─── Page text
# Fabrication of a Superhydrophobic Surface via Wet Etching of a Polydimethylsiloxane Micropillar Array

**Authors:** Wu-Hsuan Pei, Chuan-Chieh Hung, Yi-Je Juang

PMC · DOI: 10.3390/polym18010132 · Polymers · 2025-12-31

## TL;DR

This paper describes a method to create superhydrophobic surfaces using etched PDMS micropillars, achieving high water contact angles and low sliding angles.

## Contribution

A novel fabrication method for superhydrophobic PDMS surfaces using wet etching and analysis of their wettability properties.

## Key findings

- Etching time reduces micropillar diameters, increasing contact angles beyond 150° when W/D and H/D ratios exceed 1.5.
- Sliding angles decrease significantly at the threshold of superhydrophobicity.
- Acetone etching is 6–8 times faster than NMP, aligning with literature data.
──────
─── Rows
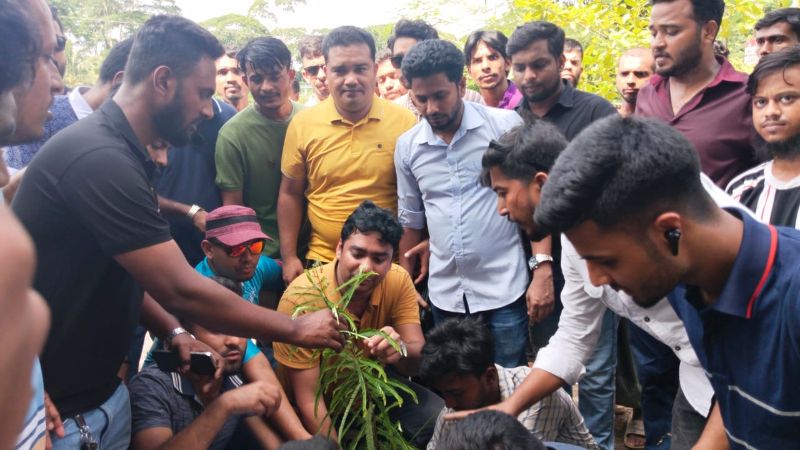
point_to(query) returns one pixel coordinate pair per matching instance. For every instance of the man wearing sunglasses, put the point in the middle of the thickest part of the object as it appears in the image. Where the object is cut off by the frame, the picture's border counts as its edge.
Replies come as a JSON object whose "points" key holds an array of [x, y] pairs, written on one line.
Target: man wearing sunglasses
{"points": [[314, 67]]}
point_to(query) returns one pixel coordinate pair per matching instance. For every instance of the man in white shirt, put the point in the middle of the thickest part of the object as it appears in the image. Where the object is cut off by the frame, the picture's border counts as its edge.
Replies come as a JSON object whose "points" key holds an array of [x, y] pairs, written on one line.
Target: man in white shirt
{"points": [[518, 168], [70, 108], [477, 264]]}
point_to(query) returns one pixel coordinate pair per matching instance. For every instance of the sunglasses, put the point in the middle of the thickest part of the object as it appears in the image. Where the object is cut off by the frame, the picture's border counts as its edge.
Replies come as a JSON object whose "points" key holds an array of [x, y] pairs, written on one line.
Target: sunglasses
{"points": [[313, 71], [238, 250], [61, 43], [397, 60]]}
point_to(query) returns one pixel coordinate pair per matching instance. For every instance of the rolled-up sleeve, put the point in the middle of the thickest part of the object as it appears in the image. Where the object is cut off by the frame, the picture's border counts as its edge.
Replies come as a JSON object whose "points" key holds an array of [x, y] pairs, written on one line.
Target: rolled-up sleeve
{"points": [[580, 324], [410, 209]]}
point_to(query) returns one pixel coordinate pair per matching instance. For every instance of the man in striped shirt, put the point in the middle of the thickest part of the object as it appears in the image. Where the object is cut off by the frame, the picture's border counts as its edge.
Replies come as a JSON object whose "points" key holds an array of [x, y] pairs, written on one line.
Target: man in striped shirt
{"points": [[458, 361], [772, 189]]}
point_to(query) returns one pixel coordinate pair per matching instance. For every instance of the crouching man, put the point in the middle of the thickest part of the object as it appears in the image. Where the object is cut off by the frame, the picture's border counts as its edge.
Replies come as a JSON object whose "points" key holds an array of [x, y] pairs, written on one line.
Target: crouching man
{"points": [[386, 301], [175, 411], [458, 361]]}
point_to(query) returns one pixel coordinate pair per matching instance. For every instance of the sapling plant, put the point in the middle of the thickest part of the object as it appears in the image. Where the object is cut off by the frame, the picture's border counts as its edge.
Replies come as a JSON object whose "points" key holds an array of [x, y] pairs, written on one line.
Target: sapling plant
{"points": [[358, 392]]}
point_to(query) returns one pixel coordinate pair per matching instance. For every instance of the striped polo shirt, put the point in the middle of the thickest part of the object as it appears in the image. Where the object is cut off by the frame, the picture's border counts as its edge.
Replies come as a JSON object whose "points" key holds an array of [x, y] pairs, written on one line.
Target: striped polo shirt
{"points": [[748, 341]]}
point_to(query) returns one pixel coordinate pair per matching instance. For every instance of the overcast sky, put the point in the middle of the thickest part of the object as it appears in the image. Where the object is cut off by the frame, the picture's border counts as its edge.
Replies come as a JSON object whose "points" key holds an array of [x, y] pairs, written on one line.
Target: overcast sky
{"points": [[316, 14]]}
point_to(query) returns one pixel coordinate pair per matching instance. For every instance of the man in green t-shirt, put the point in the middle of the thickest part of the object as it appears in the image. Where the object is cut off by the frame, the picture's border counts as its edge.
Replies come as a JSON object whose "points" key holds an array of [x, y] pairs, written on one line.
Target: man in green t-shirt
{"points": [[248, 153]]}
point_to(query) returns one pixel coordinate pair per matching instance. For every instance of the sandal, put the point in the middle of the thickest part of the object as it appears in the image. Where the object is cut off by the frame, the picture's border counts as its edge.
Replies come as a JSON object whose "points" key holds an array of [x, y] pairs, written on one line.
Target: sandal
{"points": [[634, 434]]}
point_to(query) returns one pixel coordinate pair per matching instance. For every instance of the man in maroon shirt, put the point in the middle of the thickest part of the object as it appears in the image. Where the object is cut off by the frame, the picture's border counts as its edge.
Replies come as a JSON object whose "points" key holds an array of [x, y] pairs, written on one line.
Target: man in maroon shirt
{"points": [[701, 95]]}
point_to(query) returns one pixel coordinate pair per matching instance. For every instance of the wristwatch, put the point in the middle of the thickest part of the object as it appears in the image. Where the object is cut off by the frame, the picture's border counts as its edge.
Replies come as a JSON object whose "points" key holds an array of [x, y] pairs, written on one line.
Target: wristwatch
{"points": [[175, 332], [193, 211], [537, 259]]}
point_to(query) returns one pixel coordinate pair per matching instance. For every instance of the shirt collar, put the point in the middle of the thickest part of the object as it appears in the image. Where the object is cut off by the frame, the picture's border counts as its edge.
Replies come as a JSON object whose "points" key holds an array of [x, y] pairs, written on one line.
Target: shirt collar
{"points": [[752, 264], [332, 115], [78, 103], [117, 118], [470, 120]]}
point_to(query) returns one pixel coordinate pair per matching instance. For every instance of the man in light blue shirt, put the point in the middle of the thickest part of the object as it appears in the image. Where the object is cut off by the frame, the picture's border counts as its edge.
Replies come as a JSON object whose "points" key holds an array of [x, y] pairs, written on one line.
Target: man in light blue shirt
{"points": [[477, 264]]}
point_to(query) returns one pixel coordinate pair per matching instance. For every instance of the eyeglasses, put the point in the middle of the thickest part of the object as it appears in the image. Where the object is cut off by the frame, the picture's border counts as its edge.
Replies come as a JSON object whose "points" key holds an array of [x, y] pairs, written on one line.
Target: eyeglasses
{"points": [[397, 60], [61, 43], [313, 71], [238, 250]]}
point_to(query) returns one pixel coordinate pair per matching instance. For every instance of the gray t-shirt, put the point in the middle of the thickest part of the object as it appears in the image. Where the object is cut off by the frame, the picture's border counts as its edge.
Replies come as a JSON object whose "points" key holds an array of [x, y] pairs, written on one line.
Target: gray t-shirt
{"points": [[167, 400]]}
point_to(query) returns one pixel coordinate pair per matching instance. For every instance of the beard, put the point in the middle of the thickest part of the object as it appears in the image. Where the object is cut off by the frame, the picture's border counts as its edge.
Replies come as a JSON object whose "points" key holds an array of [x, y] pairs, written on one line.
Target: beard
{"points": [[786, 149], [170, 122], [684, 61], [544, 94]]}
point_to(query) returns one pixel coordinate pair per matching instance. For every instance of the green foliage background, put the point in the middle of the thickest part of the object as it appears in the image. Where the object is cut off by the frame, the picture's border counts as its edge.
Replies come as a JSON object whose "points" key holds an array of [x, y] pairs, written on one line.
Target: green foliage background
{"points": [[605, 27]]}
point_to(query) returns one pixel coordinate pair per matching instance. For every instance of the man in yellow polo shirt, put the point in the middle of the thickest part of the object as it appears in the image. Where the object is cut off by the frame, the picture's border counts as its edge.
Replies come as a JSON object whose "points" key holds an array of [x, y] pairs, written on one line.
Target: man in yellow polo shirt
{"points": [[387, 301], [339, 152]]}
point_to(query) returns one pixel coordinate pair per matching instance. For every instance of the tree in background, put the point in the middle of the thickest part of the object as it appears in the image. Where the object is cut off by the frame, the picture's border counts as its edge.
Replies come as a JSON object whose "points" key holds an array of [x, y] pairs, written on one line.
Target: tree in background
{"points": [[94, 26]]}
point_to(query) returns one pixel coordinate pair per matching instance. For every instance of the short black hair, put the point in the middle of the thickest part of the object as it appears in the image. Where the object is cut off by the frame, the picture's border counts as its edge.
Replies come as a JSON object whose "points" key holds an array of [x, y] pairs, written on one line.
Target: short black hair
{"points": [[489, 430], [414, 29], [267, 54], [431, 57], [495, 40], [315, 443], [572, 44], [523, 151], [769, 64], [704, 10], [383, 55], [622, 172], [369, 217], [54, 14], [171, 41], [310, 45], [345, 36], [528, 33], [458, 346], [20, 45], [788, 15], [115, 60]]}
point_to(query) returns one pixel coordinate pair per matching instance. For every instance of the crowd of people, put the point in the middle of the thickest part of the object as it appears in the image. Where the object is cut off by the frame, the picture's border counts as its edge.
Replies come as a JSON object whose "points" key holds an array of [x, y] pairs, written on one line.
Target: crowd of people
──────
Exercise instructions: Transcribe the paper summary verbatim, from the words "PMC · DOI: 10.3390/polym18010132" down to the words "low sliding angles.". The records are not required for any of the work here.

Response:
PMC · DOI: 10.3390/polym18010132 · Polymers · 2025-12-31

## TL;DR

This paper describes a method to create superhydrophobic surfaces using etched PDMS micropillars, achieving high water contact angles and low sliding angles.